Problem statement: Filter these entries down to the lines that hold the word "clicks", and show each of them.

((

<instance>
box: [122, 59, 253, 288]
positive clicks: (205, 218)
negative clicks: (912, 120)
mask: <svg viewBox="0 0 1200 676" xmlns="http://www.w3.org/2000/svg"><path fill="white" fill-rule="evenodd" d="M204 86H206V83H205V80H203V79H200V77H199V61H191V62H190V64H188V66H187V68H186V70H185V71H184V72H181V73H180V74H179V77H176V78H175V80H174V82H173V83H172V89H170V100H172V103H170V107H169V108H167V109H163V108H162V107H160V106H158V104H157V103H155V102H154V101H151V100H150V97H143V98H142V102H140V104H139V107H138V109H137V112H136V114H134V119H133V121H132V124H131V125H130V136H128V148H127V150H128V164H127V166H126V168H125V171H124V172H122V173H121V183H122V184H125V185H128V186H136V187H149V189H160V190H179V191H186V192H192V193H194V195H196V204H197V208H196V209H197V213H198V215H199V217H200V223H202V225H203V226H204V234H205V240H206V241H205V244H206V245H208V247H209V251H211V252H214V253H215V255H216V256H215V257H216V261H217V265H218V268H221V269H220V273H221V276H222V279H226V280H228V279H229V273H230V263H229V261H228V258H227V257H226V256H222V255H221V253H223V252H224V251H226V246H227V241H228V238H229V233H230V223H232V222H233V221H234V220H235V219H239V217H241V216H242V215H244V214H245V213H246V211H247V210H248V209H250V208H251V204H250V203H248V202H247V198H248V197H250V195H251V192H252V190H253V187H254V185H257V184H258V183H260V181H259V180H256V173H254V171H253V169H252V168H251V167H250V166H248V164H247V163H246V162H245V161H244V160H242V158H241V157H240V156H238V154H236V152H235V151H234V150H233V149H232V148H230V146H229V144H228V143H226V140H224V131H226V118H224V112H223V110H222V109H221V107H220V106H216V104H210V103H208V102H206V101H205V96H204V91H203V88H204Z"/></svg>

))

Task solution:
positive clicks: (205, 218)
negative clicks: (912, 120)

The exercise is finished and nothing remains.